■ What the exercise asks ■
Lines from the one with "Return a JSON" through the end of the listing below should be set down exactly, with no other line included.

■ The data ■
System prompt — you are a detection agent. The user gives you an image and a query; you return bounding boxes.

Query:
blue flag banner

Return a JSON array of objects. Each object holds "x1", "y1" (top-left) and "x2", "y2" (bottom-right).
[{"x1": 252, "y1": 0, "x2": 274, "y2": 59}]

■ Output for this task ■
Return a JSON array of objects. Each object holds "x1", "y1" (top-left) and "x2", "y2" (bottom-right).
[{"x1": 252, "y1": 0, "x2": 274, "y2": 59}]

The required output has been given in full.